-------- Texte source

Logement, dans l’Art militaire, exprime quelquefois le campement de l’armée. Voyez Camp.

Faire le logement, c’est aussi regler avec les officiers municipaux des villes, les différentes maisons de bourgeois où l’on doit mettre le soldat pour loger.

L’officier major, porteur de la route de sa Majesté, & chargé d’aller faire le logement en arrivant dans la ville & autre lieu où il n’y aura pas d’état major, doit aller chez le maire ou chef de la maison de ville, pour qu’il fasse faire le logement, conformément à l’extrait de la derniere revûe, qu’il faut lui communiquer. M. de Bombelles, service journalier de l’infanterie.

Logemens du camp des Romains, (Art milit.) les militaires curieux seront bien aises d’en trouver ici la disposition ; les connoissances que j’en puis donner, sont le fruit de la lecture de Polybe, & du livre intitulé, le parfait capitaine. On doit ce petit & savant ouvrage à M. le duc de Rohan, colonel général des Suisses & Grisons, mort dans le canton de Berne en 1638, des blessures qu’il reçut à Rhinfeld, & enterré à Genève dans une chapelle du temple de S. Pierre. Il fut pendant tout le cours de sa vie le chef des Protestans en France, & leur rendit de grands services, soit par ses négociations, soit à la tête des armées. La maison de Rohan étoit autrefois zélée calviniste ; elle donne à présent des cardinaux au royaume : je viens à mon sujet, dont je ne m’écarterai plus.

On sait que les Romains furent long-tems à ne pas mieux posséder l’arrangement d’un camp, que le reste de la science militaire. Ils n’observerent à cet égard de regle & de méthode, que depuis qu’ils eurent vû le camp de Pyrrhus. Alors ils en connurent si bien l’avantage, que non-seulement ils en suivirent le modele, mais ils le porterent encore à un plus haut point de perfection ; & voici comme ils s’y prirent.

D’abord que l’armée marchant sur trois lignes arrivoit à l’endroit où l’on avoit tracé le camp, deux des lignes restoient rangées en bataille, pendant que la troisieme s’occupoit à faire les retranchemens. Ces retranchemens consistoient en un fossé de cinq piés de large, & de trois de profondeur, dont on rejettoit la terre du côté du camp, pour en former une espece de rempart, qu’on accommodoit avec des gasons & des palissades, lorsqu’il s’agissoit de n’y rester qu’une ou deux nuits.

----------------

Exercice proposé 1: Transcrivez le passage du texte sur le logement militaire, de « Logement, dans l’Art » jusqu'à « soldat pour loger. » inclus.
Exercice proposé 2: Prolongez le texte sur le logement militaire et le camp des Romains à partir de l'endroit où il s'arrête.
Les données ci-après forment un ensemble à part, sans rapport avec le texte.

-------- Données sources

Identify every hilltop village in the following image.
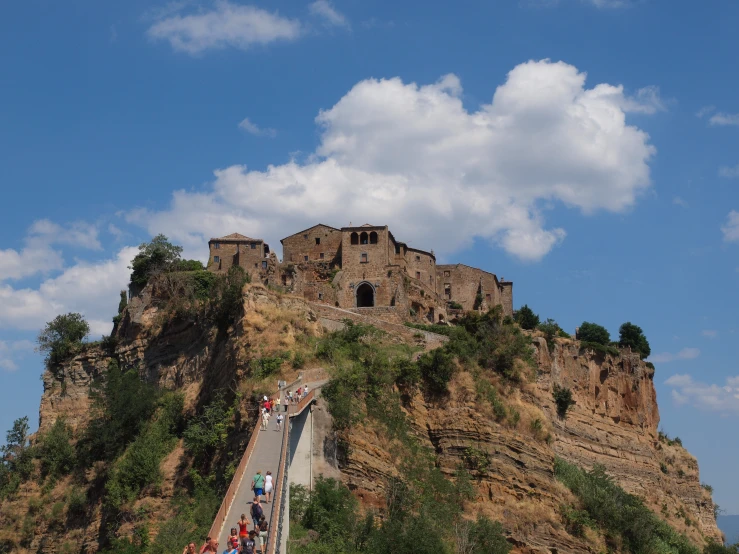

----------------

Bonne réponse 1:
Logement, dans l’Art militaire, exprime quelquefois le campement de l’armée. Voyez Camp.

Faire le logement, c’est aussi regler avec les officiers municipaux des villes, les différentes maisons de bourgeois où l’on doit mettre le soldat pour loger.

Bonne réponse 2:
Si l’on vouloit séjourner plus long-tems, on faisoit un fossé d’onze à douze piés de large, & profond à proportion, derriere lequel on élevoit un rempart fait de terre avec des fascines, revêtu de gasons. Ce rempart étoit flanqué de tours d’espace en espace, distantes de quatre vingt piés, & accompagnées de parapets garnis de créneaux, de même que les murailles d’une ville. Les soldats accoutumés à ce travail, l’exécutoient sans quitter leurs armes. Nous apprenons de Tacite, liv. XXXI, que l’ordonnance étoit si sévere à ce sujet, que le général Corbulon, qui commandoit sur le Rhin, sous le regne de l’empereur Claudius, condamna à mort deux soldats, pour avoir travaillé aux retranchemens du camp, l’un sans épée, & l’autre n’ayant qu’un poignard.

On plaçoit le logement du consul, du préteur, ou du général, au lieu le plus favorable pour voir tout le camp, & au milieu d’une place quarrée ; les tentes destinées aux soldats de sa garde, étoient tendues aux quatre coins de cette place : on l’appelloit le prétoire, & c’étoit-là qu’il rendoit la justice. Attenant le logement du général, se trouvoit celui de ceux que le sénat envoyoit pour lui servir de conseil ; usage observé souvent du tems de la république ; c’étoient ordinairement des sénateurs, sur l’expérience desquels on pouvoit compter : on posoit pour les honorer deux sentinelles devant leurs tentes. Les logemens des lieutenans du consul étoient vraissemblablement dans le même endroit ; sur le même allignement, & à la proximité du général, étoit le questoire avec le logement du questeur, qui outre la caisse dont il étoit dépositaire, avoit la charge des armes, des machines de guerre, des vivres, & des habillemens. Son logement étoit gardé par des sentinelles, ainsi que les places des armes, des machines, des vivres, & des habits.

On élevoit toûjours dans la principale place du camp une espece de tribunal de terre ou de gason, où le général montoit, lorsqu’avant quelque expédition considérable, il lui convenoit d’en informer l’armée, de l’y préparer, & de l’encourager par un discours public. C’est une particularité que nous tenons de Plutarque, dans ses vies de Sylla, de César, & de Pompée.

Tous les quartiers du camp étoient partagés en rues tirées au cordeau, en pavillons des tribuns, des préfets, & en logemens pour les quatre corps de troupes qui composoient une légion, je veux dire les Vélites, Hastaires, Princes, & Triaires. Voyez ces mots.

Mais les logemens de ces quatre corps étoient compris sous le nom des trois derniers corps, parce qu’on divisoit & qu’on incorporoit les vélites dans les trois autres corps ; & cela se pratiquoit de la maniere suivante.

Hastaires 1200 hommes
Vélites joints aux hastaires 480

1680
Princes 1200
Vélites jointes aux princes 480

1680
Triaires 600
Vélites joints aux triaires 240

840

Il s’agit maintenant d’entrer dans le détail des logemens du camp, de la distribution du terrein, & de la quantité qu’on en donnoit à chacun.

Les Romains donnoient dix piés de terre en quarré pour loger deux soldats ; ainsi dix cohortes de hastaires, qui ne faisoient que mille six cens quatre-vingt soldats, les vélites compris dans ce nombre, étoient logés au large, & il leur restoit encore de la place pour leur bagage.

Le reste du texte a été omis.